HOW TO COMPLETE THIS TASK:
Reproduce verbatim the portion of the ADAAA passage below between "Unsurprisingly, the employee" and "disability discrimination claim.", inclusive.
*** Opening PAGE EXCERPT ***
In a happier, pre-ADAAA (Americans with Disabilities Act Amendments Act) time, I could blithely advise clients that any medical condition that lasted less that 6 months was only temporary, and therefore was not a covered disability under the ADA. Upon passage of the ADAAA, however, this elegantly simple, bright-line rule no longer applies. Instead, we are faced with chaos and uncertainty, as evidenced in the case of Summers v. Altarum Institute – the first appellate court decision to address the expanded definition of “disability” under the ADAAA.
An employee of the Institute had a serious accident, injuring both legs and requiring several surgeries. He was unable to walk for seven months. After his short-term disability benefits expired, he asked if he could telecommute on a part-time basis, with a plan to work back up to full-time. The Institute did not respond to his suggestion or engage in any interactive discussions about what other accommodations might be possible, as required by the ADAAA. Instead, it terminated and replaced him.
Unsurprisingly, the employee then filed suit, claiming, among other things, that the Institute discriminated against him by wrongfully discharging him on the basis of his disability. The Institute argued that the employee’s condition, which lasted less than a year, was only a temporary impairment that shouldn’t be considered a disability under the ADAAA. And if the employee wasn’t disabled, he wouldn’t be entitled to the protections of the Act. The federal district court agreed with the employer and dismissed the employee’s disability discrimination claim.
*** Closing PAGE EXCERPT ***
*** Opening DATA ***
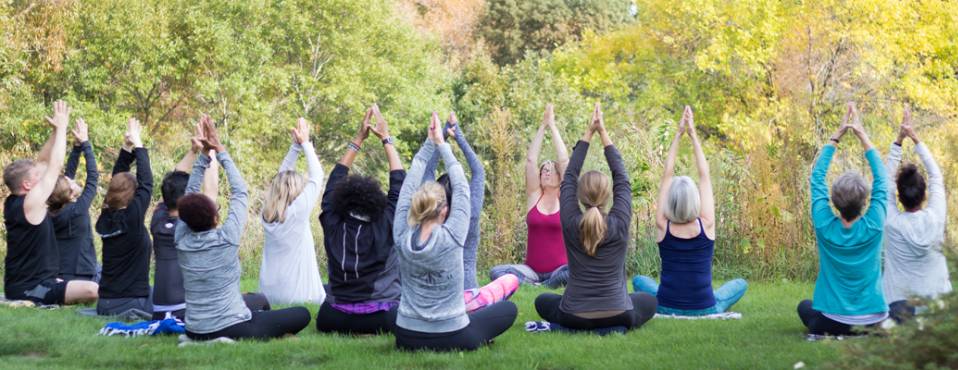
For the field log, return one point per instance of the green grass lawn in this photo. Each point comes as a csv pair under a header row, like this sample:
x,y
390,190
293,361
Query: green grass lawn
x,y
768,336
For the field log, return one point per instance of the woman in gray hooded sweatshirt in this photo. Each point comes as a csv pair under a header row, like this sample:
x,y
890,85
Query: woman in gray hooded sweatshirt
x,y
209,259
432,314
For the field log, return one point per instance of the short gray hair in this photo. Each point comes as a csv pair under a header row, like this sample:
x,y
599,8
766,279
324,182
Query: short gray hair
x,y
15,173
849,193
683,202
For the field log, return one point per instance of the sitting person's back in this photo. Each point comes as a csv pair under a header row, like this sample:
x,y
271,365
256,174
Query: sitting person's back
x,y
596,243
289,272
848,288
914,262
686,224
209,259
125,282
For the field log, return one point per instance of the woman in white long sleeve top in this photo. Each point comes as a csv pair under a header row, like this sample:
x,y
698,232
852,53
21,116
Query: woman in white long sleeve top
x,y
290,273
914,263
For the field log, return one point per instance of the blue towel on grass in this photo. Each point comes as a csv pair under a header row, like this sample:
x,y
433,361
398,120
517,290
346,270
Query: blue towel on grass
x,y
155,327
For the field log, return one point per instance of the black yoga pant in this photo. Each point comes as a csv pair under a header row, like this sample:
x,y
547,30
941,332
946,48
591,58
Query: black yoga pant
x,y
819,324
263,325
901,311
331,320
643,309
484,326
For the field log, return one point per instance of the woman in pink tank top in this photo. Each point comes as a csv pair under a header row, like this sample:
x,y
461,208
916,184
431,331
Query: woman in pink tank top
x,y
545,254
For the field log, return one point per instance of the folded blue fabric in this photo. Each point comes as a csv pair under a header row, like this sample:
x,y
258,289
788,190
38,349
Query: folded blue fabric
x,y
155,327
542,326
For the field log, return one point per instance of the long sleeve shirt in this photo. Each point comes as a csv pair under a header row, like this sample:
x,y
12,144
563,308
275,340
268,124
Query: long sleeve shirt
x,y
849,276
210,259
914,262
596,283
72,222
289,272
431,277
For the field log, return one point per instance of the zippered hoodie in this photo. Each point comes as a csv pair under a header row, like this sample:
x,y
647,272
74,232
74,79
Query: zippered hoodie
x,y
210,259
432,282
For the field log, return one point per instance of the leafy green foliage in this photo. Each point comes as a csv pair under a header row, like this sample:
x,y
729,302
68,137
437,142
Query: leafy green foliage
x,y
515,27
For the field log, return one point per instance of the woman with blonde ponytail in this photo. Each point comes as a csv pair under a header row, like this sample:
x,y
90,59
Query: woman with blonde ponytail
x,y
685,219
596,243
289,273
430,235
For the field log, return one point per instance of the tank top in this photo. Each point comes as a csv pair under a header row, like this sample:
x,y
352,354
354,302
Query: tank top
x,y
686,271
546,249
32,255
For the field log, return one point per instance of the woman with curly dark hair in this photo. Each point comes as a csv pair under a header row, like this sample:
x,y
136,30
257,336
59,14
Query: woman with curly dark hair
x,y
357,219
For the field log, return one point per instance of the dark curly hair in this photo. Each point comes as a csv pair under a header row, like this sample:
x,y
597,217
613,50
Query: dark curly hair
x,y
360,195
911,187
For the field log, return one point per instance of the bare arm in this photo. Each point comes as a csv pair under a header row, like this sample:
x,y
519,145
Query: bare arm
x,y
34,205
666,183
562,153
532,166
706,197
211,179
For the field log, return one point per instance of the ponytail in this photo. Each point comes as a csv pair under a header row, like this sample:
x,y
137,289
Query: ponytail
x,y
593,228
427,203
593,192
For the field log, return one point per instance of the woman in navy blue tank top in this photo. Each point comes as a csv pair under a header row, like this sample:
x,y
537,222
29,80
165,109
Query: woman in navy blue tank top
x,y
685,219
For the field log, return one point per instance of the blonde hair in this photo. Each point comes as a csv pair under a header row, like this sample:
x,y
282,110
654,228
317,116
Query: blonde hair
x,y
593,193
120,192
683,203
283,190
427,203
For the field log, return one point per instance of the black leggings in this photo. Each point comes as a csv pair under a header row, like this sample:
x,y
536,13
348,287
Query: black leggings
x,y
819,324
643,309
264,324
331,320
484,326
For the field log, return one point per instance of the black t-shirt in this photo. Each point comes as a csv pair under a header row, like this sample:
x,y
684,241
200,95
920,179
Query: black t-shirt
x,y
126,242
168,278
32,255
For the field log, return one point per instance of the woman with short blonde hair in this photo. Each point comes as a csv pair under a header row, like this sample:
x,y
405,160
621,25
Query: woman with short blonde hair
x,y
430,235
289,272
685,219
*** Closing DATA ***
WORKED SOLUTION:
Unsurprisingly, the employee then filed suit, claiming, among other things, that the Institute discriminated against him by wrongfully discharging him on the basis of his disability. The Institute argued that the employee’s condition, which lasted less than a year, was only a temporary impairment that shouldn’t be considered a disability under the ADAAA. And if the employee wasn’t disabled, he wouldn’t be entitled to the protections of the Act. The federal district court agreed with the employer and dismissed the employee’s disability discrimination claim.